Saved data entries:

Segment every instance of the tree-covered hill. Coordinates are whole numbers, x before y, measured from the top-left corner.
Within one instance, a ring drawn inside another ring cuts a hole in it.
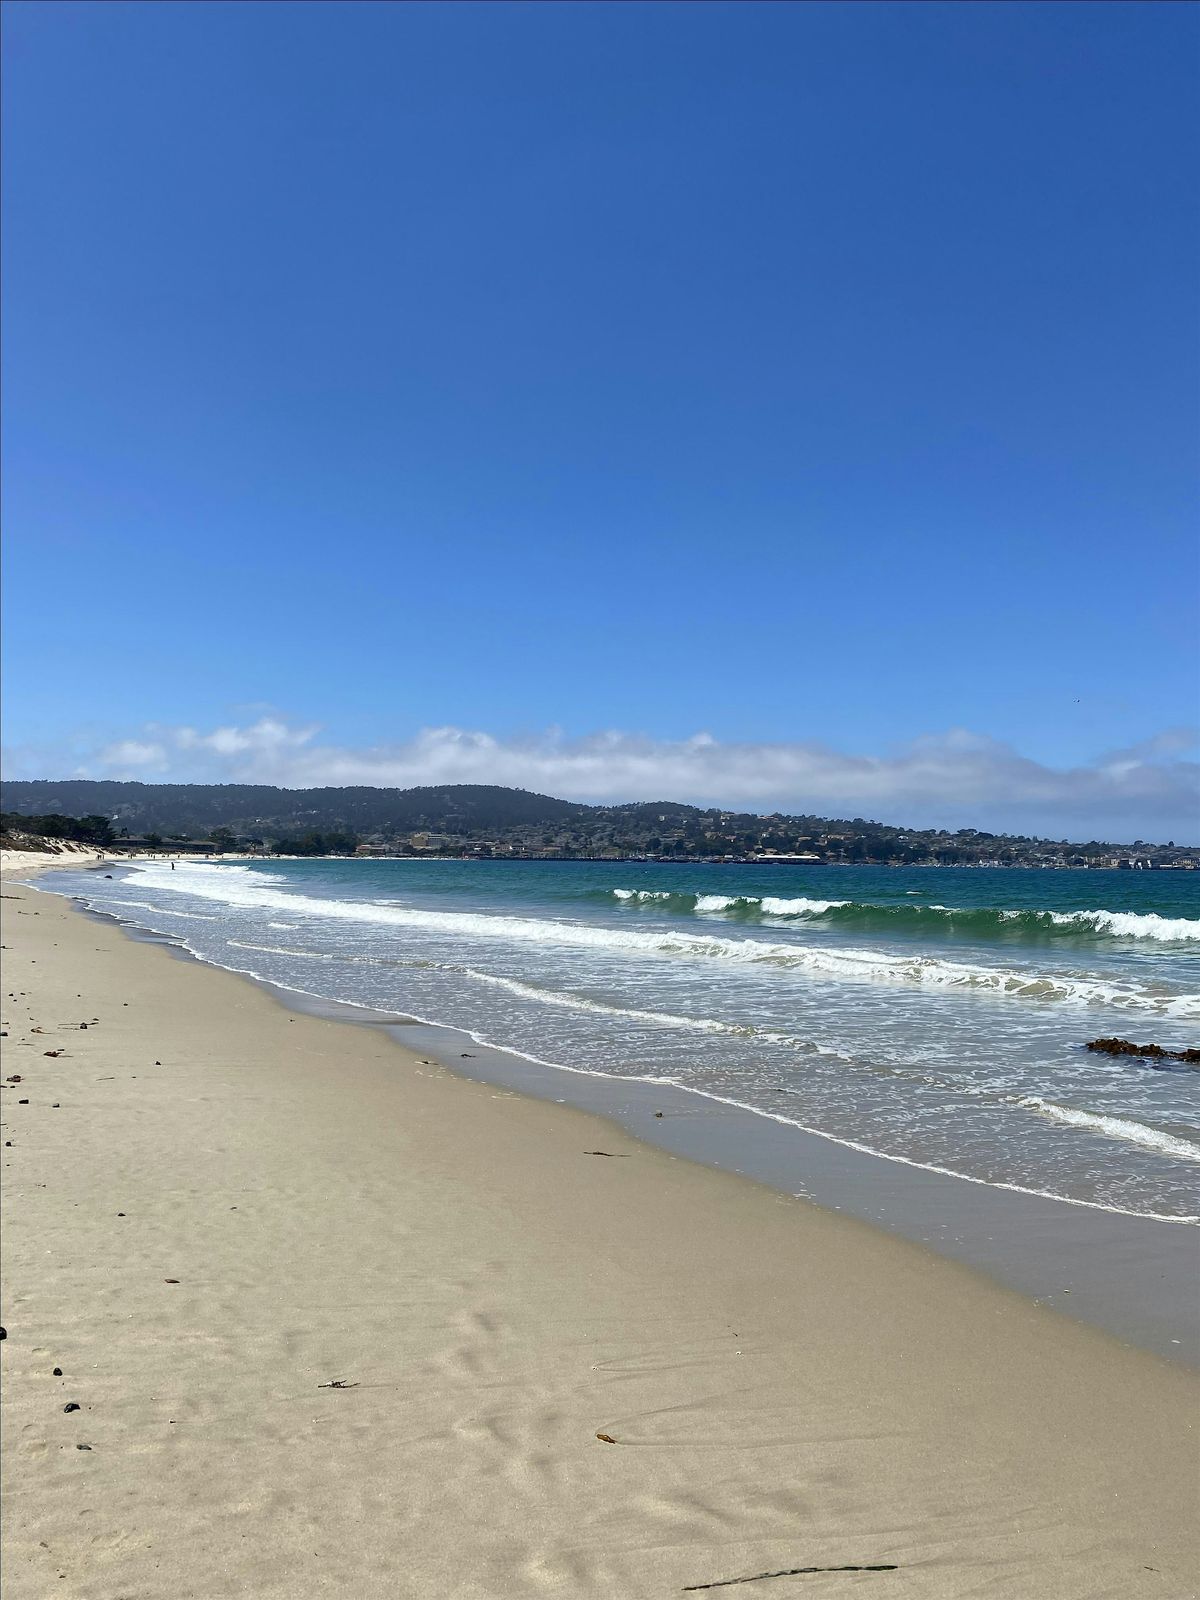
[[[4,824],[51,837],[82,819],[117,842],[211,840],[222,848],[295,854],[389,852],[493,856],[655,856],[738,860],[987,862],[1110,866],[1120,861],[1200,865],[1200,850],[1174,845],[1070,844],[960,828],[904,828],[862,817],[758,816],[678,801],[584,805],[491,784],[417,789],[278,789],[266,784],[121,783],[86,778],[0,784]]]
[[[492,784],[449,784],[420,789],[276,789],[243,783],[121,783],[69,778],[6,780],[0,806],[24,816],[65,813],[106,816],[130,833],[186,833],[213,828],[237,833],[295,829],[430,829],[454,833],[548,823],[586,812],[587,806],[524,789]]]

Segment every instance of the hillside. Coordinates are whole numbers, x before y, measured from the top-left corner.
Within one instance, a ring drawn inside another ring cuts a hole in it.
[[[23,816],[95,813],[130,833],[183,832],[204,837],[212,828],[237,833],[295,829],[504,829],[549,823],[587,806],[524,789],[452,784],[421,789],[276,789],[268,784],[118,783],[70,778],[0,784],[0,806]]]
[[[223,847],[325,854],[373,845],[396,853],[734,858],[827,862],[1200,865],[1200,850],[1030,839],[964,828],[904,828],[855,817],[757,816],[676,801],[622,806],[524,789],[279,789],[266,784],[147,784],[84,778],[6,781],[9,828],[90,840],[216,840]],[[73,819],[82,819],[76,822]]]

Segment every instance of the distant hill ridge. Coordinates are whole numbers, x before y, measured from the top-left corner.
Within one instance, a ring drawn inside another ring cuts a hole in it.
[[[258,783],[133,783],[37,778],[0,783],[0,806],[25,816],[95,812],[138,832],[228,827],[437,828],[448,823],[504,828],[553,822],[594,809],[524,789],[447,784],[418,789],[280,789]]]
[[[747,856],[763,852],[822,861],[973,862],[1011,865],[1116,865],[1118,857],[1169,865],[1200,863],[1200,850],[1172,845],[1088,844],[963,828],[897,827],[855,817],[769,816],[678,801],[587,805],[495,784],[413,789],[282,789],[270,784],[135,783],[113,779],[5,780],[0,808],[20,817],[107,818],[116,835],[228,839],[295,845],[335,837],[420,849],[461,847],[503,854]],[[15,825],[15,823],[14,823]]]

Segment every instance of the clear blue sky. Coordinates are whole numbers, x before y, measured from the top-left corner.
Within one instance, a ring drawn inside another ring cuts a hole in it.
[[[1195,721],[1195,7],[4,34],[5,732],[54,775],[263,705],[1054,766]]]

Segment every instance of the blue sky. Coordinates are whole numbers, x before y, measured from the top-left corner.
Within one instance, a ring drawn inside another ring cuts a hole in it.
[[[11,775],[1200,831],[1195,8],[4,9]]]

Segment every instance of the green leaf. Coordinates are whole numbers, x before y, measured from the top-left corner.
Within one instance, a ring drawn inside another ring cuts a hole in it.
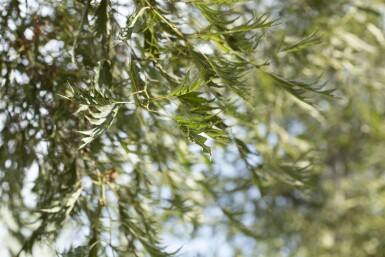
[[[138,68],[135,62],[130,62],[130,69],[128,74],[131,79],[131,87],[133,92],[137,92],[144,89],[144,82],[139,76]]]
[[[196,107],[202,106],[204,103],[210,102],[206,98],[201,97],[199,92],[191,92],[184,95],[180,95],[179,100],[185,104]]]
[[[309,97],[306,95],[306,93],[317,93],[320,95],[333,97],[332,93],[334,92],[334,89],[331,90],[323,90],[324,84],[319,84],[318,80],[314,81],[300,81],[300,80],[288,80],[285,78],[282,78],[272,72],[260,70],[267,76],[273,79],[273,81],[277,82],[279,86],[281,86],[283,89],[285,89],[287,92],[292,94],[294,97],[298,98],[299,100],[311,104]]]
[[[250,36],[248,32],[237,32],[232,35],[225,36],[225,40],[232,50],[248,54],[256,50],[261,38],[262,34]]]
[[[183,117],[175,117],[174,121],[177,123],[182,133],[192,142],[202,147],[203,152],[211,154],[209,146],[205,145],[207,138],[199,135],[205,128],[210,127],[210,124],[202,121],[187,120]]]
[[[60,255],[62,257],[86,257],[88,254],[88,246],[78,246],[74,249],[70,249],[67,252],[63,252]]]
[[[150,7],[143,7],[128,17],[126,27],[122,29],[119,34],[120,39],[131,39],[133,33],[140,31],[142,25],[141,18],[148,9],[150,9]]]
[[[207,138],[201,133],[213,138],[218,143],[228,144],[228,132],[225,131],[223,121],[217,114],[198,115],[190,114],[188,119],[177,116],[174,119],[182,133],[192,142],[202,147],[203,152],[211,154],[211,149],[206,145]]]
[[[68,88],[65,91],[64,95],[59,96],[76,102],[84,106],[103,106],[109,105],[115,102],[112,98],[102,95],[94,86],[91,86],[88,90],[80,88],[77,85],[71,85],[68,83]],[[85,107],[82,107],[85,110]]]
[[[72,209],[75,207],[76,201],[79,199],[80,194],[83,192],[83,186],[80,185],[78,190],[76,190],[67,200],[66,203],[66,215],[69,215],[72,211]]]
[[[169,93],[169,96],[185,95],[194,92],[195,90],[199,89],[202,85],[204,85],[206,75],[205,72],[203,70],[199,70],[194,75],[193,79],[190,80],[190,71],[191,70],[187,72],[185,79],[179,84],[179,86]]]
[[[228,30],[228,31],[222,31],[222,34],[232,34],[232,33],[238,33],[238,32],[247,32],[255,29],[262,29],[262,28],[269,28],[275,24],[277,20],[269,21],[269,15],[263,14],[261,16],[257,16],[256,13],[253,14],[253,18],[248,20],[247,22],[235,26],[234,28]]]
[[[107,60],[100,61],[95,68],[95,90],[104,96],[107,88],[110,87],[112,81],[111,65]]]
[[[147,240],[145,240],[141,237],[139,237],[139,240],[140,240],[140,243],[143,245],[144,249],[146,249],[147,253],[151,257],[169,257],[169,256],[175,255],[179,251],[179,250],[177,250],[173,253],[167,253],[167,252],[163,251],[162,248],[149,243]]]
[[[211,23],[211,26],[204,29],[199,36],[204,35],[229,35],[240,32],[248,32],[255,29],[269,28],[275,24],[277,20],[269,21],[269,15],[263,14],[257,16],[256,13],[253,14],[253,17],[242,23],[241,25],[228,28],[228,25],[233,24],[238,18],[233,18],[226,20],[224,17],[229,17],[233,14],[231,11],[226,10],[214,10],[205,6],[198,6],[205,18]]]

Problem details: Using the records above, copy all lines that include the word "from".

Expected answer:
Segment every instance of the tree-covered hill. Coordinates are whole numbers, x before y, measured from the top-left corner.
Segment every instance of the hillside. Coordinates are whole numbers, x before y, measured from the top-left corner.
Segment every instance of the distant hill ridge. Coordinates are whole numbers, x before y, measured from the top-left corner.
Segment every instance of the clear blue sky. Coordinates are whole numbers, x before y, measured from the top-left corner.
Segment every instance of the blue sky. Coordinates are whole numbers, x before y, measured from the top-left corner.
Segment every instance of the green leaf. Coordinates are whole numbers, x before y, measured from the top-left corner.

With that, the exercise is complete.